Text shown:
Matrix Hamiltonian

Consider a system whose Hamiltonian is given by the matrix

$H=ϵ\begin{pmatrix}0&-i&0\\i&0&2i\\0&-2i&0\end{pmatrix}$

a) If we measure energy, which values we will obtain?

b) If the system starts in the state $(1/√3) \begin{pmatrix}1\\1\\1\end{pmatrix}$ what are the probabilities of getting various values of the energy?

c) Write down the ket vector describing time evolution of this state.

d) if the result of measurement of the energy produced value $E=\sqrt{5}\epsilon_0$, and immediately afterward an observable presented by matrix $a*\begin{pmatrix}0&-i&0\\i&1&1\\0&1&0\end{pmatrix}$ is measured, what is the probability of getting value of this observable equal to zero?

Recorded information:
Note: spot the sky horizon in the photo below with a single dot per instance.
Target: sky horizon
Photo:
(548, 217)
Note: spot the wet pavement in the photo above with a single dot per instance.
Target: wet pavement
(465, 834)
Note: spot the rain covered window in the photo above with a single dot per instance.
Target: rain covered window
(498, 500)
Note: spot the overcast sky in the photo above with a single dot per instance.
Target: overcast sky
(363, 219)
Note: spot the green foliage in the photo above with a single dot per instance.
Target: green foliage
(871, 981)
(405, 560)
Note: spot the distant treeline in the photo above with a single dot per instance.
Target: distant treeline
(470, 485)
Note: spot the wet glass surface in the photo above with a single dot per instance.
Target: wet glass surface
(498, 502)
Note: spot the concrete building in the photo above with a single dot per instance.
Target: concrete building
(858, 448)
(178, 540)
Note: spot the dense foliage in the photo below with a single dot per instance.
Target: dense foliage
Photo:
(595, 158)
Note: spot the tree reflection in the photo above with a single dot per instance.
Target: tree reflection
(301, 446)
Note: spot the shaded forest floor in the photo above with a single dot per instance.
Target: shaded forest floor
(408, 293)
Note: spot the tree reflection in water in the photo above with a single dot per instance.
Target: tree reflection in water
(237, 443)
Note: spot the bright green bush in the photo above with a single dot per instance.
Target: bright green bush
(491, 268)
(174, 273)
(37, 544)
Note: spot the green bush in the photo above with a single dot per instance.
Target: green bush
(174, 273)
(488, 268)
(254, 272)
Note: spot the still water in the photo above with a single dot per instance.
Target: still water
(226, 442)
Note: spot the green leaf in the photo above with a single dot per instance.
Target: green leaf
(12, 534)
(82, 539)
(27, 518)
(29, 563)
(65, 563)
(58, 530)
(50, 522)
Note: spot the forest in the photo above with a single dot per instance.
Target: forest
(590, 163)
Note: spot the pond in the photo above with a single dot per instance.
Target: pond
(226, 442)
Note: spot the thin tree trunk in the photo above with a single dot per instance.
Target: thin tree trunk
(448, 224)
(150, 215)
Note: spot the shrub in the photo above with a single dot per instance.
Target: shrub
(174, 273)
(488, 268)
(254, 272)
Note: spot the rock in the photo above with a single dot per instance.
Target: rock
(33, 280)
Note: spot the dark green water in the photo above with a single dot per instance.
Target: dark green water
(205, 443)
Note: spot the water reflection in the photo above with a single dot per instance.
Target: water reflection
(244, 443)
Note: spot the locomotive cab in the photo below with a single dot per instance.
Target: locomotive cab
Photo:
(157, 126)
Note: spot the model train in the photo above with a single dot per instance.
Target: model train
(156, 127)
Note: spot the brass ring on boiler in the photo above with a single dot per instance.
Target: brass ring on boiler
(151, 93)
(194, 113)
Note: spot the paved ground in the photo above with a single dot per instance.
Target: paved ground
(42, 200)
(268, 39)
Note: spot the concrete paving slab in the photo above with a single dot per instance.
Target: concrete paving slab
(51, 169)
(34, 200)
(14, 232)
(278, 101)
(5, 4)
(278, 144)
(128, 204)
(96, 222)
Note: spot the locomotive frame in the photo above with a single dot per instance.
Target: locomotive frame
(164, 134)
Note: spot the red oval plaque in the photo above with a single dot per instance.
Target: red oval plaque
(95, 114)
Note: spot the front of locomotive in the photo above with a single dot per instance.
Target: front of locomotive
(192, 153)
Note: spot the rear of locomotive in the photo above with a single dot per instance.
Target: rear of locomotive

Task list:
1. Translate the sentence "Write down the ket vector describing time evolution of this state." from the matrix Hamiltonian problem into Spanish.
2. Extend the matrix Hamiltonian problem past its final part, d).

Answers to the exercise:
1. Escriba el vector ket que describe la evolución temporal de este estado.

2.
$H=ϵ\begin{pmatrix}0&-i&0\\i&0&2i\\0&-2i&0\end{pmatrix}$  and the state $|ψ>=(1/√3) \begin{pmatrix}1\\1\\1\end{pmatrix}$

$H$ is hermitian because $H=(H^T )^*$  so that is has real eigenvalues.

Eigenvalues and eigenvectors of H are

$E_1=-√5ϵ$   ;       $E_2=√5ϵ$   ;       $E_3=0$
$|ϕ_1>=\sqrt{2/5}\begin{pmatrix}1/2\\-(i√5)/2\\1\end{pmatrix}$   ; $|ϕ_2>=\sqrt{2/5}\begin{pmatrix}1/2\\(i√5)/2\\1\end{pmatrix}$;  $|ϕ_3>=(1/√5)\begin{pmatrix}-2\\0\\1\end{pmatrix}$

a)

Possible energies that are measured are its eigenvalues : $±√5 ϵ$  and $0$

b)

To find the probabilities of different energies we need to write

$|ψ> =c_1|ϕ_1> +c_2|ϕ_2> +c_3|ϕ_3>$

So that

$c_1=<ϕ_1 |ψ>=(3+i√5)/√30$   ; $c_2=<ϕ_2 |ψ> =(3-i√5)/√30$   and $c_3=1/√15$

The probabilities of E1, E2 and E3 are just

$P_1=|c_1 |^2=14/30$;   $P_2=|c_2 |^2=14/30$;  $P_3=|c_3 |^2=1/15$   with $P_1+P_2+P_3=1$
c)

The ket vector for the time evolution is

$|ψ(t)>=c_1 | ϕ_1>\exp⁡(-(i E_1)/ℏt)+c_2 |ϕ_2>\exp⁡(-(i E_2)/ℏt)+c_3 | ϕ_3>\exp⁡(-(i E_3)/ℏt)$

d)

If we measure the energy $E_2=√5ϵ$ , after the measurement the system is left in the state $|ϕ_2>$.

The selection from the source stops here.